§ QUOTED PASSAGE
Tuesday April 14th, 2015

In the wake of four players including New York Mets closer Jenrry Mejia recently being suspended by Major League Baseball for testing positive for performance-enhancing drugs, a former big-league pitcher explained in a column for Fox Sports how easy it can be for players to take them without their knowledge.

C.J. Nitkowski, who pitched for eight teams across 10 seasons in the big leagues from 1995 to 2005, said the excuse of a player being unaware he took steroids isn't as unbelievable as it may seem.

Sometimes the player knows what's in the vial; sometimes they do not. The cases of Winstrol (Stanozolol) being in B-12 vials has become a recent cause for concern.

I watched a teammate do it and I followed along. The same can happen away from the field. Ultimately yes, the player is responsible, but don't be so quick to judge or make fun of a player when he tells us he didn't know, especially from a country like the Dominican Republic.

JAFFE: Mejia latest to be suspended as MLB searches for answers

Nitkowski spent two seasons, 2011 and 2012, pitching in the Dominican Winter League and said it was easy to get B-12 injections, as well as injectable forms of anti-inflammatory medications such as Voltaren, in the Dominican Republic.

After receiving a shot he was told contained B-12 and Voltaren, Nitkowski wrote that he professed his new affection for the concoction to a teammate who was still in the majors.

§ PROVIDED MATERIAL
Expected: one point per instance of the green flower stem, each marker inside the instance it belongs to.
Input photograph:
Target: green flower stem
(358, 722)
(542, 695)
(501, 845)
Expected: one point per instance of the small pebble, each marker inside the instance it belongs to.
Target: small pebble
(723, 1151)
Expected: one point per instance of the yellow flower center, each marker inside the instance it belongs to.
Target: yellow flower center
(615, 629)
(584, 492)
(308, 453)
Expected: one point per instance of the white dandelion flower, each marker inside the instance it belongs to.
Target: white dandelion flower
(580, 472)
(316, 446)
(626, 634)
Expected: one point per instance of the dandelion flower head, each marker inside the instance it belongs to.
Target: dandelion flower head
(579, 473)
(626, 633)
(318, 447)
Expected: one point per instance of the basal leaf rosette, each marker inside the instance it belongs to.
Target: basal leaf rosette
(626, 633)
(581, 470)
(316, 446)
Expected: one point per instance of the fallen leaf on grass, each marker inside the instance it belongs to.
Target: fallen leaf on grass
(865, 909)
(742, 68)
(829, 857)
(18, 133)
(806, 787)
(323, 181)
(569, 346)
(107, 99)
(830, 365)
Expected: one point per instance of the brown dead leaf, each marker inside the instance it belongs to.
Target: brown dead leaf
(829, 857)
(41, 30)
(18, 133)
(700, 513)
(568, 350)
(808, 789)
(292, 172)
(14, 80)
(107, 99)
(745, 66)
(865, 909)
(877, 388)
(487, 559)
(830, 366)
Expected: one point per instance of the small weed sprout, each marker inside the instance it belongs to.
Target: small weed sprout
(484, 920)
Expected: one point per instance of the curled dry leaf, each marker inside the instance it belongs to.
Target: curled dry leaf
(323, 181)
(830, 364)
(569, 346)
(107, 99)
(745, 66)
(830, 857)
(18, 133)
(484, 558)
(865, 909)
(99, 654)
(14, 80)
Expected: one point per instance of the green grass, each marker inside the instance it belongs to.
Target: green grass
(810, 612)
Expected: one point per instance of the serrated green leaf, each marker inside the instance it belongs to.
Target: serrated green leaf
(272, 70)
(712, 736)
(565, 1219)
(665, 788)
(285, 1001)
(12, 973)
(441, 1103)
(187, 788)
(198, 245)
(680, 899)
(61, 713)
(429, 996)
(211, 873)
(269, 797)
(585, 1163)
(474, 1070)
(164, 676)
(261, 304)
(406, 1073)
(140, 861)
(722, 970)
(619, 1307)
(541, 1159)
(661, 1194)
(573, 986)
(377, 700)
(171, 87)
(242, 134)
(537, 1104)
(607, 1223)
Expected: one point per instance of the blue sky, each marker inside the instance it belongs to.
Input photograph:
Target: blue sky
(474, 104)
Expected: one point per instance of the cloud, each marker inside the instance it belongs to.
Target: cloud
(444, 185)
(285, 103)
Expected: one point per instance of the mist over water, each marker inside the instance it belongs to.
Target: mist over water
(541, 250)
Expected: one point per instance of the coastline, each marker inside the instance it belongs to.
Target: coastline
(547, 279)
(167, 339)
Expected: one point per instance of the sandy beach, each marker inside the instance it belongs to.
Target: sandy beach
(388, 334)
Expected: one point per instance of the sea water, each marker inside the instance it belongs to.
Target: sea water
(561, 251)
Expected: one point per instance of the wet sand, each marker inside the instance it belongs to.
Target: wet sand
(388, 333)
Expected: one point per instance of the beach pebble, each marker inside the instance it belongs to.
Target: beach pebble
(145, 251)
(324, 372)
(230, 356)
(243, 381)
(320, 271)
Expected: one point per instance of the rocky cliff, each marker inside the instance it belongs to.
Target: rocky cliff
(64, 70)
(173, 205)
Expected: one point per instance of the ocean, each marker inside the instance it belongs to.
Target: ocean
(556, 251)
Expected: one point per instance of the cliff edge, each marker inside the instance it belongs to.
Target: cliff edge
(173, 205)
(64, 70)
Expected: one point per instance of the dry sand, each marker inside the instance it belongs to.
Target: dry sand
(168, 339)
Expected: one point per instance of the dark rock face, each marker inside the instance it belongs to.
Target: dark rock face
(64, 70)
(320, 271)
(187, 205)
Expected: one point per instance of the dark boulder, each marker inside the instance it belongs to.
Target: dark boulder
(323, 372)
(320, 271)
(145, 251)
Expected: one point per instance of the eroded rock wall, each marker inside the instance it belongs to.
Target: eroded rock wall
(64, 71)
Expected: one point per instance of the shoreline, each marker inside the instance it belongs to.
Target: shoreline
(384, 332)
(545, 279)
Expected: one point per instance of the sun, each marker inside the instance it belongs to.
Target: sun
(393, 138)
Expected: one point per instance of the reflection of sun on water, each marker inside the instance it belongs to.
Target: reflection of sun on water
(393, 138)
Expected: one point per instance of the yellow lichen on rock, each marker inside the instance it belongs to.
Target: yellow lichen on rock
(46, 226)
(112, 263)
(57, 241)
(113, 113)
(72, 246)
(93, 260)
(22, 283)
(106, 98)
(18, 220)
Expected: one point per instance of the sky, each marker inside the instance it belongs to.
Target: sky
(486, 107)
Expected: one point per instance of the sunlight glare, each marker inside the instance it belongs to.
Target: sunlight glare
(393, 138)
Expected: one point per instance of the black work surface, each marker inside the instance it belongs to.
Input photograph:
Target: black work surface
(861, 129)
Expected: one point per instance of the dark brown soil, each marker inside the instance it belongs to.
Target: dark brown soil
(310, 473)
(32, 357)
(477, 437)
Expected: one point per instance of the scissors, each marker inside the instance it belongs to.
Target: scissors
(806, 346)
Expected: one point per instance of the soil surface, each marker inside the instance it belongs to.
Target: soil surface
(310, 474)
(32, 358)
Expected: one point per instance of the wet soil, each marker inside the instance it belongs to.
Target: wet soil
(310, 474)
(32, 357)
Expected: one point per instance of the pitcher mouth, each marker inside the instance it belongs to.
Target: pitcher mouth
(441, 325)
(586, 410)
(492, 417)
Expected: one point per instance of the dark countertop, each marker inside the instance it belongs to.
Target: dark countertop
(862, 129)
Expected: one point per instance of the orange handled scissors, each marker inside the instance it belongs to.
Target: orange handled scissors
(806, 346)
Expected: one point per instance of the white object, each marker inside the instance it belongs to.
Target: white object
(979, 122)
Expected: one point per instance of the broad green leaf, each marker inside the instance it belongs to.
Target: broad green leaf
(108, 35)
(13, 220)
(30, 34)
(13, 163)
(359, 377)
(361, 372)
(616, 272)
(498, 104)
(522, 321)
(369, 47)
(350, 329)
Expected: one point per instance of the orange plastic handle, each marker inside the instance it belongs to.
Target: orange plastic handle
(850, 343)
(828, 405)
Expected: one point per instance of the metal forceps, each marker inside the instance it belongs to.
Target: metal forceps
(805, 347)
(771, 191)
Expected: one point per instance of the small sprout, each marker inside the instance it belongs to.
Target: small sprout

§ ACTIVITIES
[1] Answer these questions from the article on C.J. Nitkowski and drug suspensions in baseball:
(a) For how many big-league teams did Nitkowski pitch?
(b) In which two seasons did Nitkowski pitch in the Dominican Winter League?
(c) Which New York Mets closer was among the four suspended players?
[2] Continue the article on C.J. Nitkowski and drug suspensions in baseball from its final sentence.
The lines after the article on C.J. Nitkowski and drug suspensions in baseball come from a separate source.

§ LIST OF ANSWERS
[1]
(a) Eight
(b) 2011 and 2012
(c) Jenrry Mejia

[2]
I had to know, "How much is it?"

"I paid $500."

A little steep for my taste, but I was still curious.

"What's in it?"

"I'm not really sure."

What?!? This guy was in the big leagues, had been in the big leagues for a while and was taking a mystery injection. He knew it was B-12 based, but was unsure what else it contained.

VERDUCCI: Pitchers finding a new way to win battle with hitters

Mejia was suspended 80 games as a result of his failed test for Stanozolol, an anabolic steroid. The 25-year-old pitcher said through his agent that he would accept the suspension, although his statement following the announcement of the failed test said, "I can honestly say I have no idea how a banned substance ended up in my system."

Other players recently administered 80-game suspensions for failed performance-enhancing drug tests include the Seattle Mariners' David Rollins, the Atlanta Braves' Arodys Vizcaino and the Minnesota Twins' Ervin Santana.